**What the exercise asks**
Rewrite the lines from the one containing "dry grass stalk." through the last line, substituting "view" for "scene" and leaving everything else unchanged. Give only those lines.
-- start Data --
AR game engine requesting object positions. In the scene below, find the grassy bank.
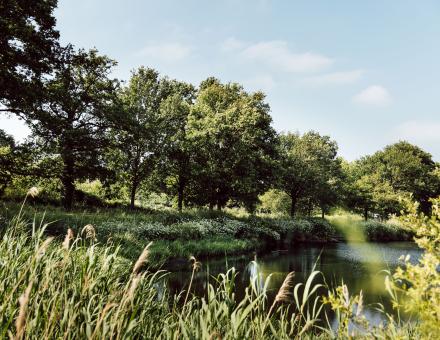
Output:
[0,203,412,268]
[0,207,426,339]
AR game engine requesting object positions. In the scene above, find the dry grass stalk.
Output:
-- end Data --
**Response to the task**
AR game engine requesting object positions. In the view above, find the dry grass stalk.
Output:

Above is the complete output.